▶ _What is asked_: In the introduction to retailing, what do producers generally rely on to sell their products to ultimate consumers?

▶ _Provided text_:
━━━━━━━━━━

Friday 11 December 2015

Retailer

          INTRODUCTION – Retailer

Retailing is an important service industry, it is the activity involved in the sale of products to the ultimate consumer.
Retailing institution exists to ensure that the consumers who are the focus of any productive activity receive the goods and services at the right time, right place, right quantity and at the right price. Perhaps, the best known of the marketing institutions is the retailing outlet. This is largely due to the fact that he is the most often encountered. He serves as the final link between the manufacturer and the consumer.
According to Oladele (2009), he described retailing as one of the crucial functions of the marketing process. It consists of the activities involved in the sale of commodities to the ultimate consumer. In other words, the retailer is the last link in the chain of distribution. Producers generally rely on independent retailers to sell their products to ultimate consumers.
The retailer is a specialist in selling and the community looks to him for the supply of the needed goods at a convenient place, in convenient quantities, at reasonable prices and at a time when they are wanted.
The retailer is generally able to ascertain first hand needs and requirements of consumers. He also exercises a considerable influence on their buying decisions.

━━━━━━━━━━

▶ _Items_:

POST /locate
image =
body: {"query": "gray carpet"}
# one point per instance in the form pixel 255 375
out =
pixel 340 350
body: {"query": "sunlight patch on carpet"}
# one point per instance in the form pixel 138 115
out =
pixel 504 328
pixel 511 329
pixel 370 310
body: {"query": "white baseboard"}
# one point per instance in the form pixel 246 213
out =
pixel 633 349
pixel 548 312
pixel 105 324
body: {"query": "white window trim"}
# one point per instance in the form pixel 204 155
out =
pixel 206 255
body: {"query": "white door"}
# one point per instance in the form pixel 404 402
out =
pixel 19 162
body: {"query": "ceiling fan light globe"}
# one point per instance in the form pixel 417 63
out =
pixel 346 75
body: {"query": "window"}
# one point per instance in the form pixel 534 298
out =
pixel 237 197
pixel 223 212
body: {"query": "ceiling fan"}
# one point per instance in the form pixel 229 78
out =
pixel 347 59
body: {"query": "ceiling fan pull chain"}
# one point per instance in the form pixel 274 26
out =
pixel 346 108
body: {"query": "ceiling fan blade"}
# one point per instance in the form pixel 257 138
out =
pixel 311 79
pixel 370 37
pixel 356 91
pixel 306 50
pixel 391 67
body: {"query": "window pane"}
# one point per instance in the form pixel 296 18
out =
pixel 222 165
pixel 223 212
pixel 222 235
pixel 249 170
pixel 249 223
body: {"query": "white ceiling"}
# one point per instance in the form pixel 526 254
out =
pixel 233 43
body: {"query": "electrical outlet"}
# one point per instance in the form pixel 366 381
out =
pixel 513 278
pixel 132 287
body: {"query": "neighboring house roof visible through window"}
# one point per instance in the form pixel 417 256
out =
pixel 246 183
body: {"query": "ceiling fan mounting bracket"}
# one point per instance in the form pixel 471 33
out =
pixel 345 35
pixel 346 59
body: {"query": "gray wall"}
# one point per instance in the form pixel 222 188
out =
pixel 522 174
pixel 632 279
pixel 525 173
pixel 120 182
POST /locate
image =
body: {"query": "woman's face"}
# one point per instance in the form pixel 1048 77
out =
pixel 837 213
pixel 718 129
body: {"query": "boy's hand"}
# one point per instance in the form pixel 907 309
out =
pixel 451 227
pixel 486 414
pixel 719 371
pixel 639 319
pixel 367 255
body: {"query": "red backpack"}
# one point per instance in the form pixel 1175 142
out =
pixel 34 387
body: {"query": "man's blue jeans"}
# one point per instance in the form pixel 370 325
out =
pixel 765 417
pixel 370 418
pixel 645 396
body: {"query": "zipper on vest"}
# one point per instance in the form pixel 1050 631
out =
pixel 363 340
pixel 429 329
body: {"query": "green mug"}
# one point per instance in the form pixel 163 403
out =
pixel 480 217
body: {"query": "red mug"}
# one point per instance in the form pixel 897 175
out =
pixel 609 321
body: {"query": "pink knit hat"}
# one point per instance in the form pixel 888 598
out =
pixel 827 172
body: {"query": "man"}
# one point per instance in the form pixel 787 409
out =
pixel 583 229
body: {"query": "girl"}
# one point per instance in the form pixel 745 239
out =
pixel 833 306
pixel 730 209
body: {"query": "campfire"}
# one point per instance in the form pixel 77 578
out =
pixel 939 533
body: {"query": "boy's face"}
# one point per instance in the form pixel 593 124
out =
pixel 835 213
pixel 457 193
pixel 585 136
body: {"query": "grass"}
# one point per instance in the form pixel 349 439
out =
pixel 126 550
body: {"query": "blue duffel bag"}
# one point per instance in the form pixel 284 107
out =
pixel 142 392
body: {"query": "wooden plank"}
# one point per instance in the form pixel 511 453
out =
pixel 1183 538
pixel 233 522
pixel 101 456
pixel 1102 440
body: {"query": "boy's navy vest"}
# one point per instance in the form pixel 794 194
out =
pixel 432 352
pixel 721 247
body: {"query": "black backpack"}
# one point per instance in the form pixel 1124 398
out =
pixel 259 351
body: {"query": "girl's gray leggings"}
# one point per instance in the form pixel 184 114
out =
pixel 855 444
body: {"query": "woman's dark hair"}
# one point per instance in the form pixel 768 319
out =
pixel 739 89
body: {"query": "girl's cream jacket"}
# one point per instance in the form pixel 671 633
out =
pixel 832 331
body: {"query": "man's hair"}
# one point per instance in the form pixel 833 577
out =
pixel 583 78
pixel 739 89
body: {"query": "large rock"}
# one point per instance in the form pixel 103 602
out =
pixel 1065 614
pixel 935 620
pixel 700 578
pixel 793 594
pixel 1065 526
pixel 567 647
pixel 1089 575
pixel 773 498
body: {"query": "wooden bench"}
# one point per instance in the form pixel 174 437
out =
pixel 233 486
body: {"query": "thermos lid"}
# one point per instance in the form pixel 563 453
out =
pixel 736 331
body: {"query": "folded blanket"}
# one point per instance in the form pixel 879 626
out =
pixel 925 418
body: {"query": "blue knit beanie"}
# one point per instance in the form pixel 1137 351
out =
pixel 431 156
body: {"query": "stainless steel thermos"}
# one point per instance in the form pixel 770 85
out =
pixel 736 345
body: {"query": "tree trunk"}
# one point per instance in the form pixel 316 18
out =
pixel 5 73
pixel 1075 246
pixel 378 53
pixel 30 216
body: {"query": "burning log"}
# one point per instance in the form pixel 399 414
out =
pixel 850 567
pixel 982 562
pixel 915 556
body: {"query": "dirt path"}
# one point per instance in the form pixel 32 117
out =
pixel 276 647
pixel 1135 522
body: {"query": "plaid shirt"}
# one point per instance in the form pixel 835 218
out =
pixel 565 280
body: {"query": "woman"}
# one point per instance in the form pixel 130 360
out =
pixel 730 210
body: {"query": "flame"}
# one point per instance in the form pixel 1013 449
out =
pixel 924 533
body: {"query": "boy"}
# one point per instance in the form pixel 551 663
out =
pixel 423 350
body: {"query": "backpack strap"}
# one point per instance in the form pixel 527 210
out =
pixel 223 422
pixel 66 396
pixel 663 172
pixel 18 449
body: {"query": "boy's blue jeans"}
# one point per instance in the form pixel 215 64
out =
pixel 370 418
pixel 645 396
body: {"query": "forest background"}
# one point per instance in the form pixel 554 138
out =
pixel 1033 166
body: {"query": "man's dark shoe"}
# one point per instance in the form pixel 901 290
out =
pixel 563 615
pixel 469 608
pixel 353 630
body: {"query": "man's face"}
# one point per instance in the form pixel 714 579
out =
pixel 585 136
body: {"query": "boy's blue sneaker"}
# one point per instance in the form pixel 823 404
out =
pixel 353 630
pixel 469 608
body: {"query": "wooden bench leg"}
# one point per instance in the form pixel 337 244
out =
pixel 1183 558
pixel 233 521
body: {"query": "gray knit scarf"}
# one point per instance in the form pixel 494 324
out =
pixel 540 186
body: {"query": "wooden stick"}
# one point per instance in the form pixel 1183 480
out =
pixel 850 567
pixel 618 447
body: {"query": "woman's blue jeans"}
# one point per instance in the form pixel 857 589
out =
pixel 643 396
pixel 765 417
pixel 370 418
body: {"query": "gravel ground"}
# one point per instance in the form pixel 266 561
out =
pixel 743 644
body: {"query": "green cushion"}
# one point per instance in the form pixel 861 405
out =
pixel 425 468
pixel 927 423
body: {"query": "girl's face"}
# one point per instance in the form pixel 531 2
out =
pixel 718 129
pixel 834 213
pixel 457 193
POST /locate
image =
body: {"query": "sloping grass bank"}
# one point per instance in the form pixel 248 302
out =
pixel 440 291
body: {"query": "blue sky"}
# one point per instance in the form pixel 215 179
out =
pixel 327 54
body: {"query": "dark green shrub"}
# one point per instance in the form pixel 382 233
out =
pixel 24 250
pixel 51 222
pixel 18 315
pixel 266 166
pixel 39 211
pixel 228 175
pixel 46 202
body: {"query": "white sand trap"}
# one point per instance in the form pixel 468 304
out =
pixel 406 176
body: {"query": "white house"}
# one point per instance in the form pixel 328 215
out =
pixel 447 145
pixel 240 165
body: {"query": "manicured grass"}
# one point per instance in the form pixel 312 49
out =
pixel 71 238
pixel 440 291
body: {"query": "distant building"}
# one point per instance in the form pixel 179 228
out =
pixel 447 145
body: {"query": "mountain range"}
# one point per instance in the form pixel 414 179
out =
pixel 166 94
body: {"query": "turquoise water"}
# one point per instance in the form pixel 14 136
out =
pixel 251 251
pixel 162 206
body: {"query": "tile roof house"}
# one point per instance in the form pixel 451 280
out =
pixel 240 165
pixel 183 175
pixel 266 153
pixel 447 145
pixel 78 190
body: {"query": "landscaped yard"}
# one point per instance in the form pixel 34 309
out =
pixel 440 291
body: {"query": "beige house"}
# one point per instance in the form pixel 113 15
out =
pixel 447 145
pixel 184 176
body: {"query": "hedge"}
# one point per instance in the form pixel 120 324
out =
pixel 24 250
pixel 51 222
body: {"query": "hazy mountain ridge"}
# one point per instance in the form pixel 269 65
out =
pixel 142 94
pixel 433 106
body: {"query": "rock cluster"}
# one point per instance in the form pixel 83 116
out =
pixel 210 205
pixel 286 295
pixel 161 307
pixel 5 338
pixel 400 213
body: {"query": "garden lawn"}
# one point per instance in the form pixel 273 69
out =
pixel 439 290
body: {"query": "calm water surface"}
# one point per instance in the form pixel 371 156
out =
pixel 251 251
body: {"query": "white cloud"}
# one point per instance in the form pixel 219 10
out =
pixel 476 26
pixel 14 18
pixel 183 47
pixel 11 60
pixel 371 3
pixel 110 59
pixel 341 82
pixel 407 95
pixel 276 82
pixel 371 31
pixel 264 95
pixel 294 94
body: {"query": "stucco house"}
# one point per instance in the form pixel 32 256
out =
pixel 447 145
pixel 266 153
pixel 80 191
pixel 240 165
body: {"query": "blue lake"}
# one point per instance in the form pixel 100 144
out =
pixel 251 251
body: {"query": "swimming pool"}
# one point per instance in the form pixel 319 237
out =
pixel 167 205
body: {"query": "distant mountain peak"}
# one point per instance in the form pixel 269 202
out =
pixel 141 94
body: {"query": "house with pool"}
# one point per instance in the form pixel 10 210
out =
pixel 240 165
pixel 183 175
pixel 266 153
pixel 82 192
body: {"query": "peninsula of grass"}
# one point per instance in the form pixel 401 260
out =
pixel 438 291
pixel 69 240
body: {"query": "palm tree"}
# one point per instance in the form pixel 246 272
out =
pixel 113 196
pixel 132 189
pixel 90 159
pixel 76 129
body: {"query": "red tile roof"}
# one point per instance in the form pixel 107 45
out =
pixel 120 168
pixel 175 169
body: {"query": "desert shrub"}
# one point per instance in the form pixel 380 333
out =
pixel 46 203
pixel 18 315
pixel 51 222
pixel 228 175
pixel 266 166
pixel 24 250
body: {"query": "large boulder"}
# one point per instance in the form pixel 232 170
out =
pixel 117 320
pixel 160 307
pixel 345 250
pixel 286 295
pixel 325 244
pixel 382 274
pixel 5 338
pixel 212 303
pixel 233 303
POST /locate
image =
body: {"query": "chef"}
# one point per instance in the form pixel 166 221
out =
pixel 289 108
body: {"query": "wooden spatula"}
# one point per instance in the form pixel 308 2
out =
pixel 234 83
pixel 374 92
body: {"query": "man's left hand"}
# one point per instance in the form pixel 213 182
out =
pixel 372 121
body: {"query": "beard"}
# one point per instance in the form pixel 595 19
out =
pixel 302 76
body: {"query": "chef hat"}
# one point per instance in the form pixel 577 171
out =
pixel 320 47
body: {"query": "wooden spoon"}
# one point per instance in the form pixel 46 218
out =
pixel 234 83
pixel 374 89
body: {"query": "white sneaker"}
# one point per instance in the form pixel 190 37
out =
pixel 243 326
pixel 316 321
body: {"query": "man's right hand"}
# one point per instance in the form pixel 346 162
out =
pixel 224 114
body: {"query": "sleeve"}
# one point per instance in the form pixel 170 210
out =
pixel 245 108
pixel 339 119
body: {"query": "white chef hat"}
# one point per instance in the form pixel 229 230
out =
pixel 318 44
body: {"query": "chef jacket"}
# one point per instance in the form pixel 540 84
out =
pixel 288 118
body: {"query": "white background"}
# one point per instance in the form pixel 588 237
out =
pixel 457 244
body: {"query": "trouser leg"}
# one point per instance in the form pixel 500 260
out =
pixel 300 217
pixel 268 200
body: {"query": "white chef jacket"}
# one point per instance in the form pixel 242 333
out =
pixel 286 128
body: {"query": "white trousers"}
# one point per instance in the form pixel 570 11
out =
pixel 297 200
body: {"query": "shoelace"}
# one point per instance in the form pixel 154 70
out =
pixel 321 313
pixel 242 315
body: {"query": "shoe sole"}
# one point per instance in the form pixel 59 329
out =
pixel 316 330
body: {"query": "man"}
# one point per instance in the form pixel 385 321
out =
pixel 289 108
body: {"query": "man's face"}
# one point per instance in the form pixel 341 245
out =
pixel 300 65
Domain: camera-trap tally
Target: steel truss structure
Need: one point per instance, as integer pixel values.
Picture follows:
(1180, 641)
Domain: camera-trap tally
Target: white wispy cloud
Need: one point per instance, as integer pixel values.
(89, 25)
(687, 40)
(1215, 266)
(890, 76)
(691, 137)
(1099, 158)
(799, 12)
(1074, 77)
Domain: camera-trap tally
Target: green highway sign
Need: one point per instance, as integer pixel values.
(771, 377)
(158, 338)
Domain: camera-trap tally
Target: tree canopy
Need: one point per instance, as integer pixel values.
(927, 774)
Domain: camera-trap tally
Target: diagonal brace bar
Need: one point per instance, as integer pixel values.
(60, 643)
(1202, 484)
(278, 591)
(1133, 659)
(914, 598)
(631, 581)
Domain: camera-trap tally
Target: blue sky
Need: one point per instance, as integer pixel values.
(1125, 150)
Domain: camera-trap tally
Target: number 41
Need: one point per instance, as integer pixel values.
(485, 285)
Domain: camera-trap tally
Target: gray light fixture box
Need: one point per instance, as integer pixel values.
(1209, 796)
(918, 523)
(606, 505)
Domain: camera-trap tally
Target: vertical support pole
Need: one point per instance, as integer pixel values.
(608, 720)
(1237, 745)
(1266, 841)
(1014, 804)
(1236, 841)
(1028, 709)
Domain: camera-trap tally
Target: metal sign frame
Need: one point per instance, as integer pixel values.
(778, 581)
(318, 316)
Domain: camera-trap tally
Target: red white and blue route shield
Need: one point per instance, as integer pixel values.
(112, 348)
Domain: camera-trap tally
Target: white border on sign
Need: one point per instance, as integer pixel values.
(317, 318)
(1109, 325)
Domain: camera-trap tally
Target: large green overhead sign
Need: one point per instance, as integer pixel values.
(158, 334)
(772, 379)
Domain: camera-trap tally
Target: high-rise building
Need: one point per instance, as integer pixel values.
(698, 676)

━━━━━━━━━━

▶ _Exercise answer_: Independent retailers.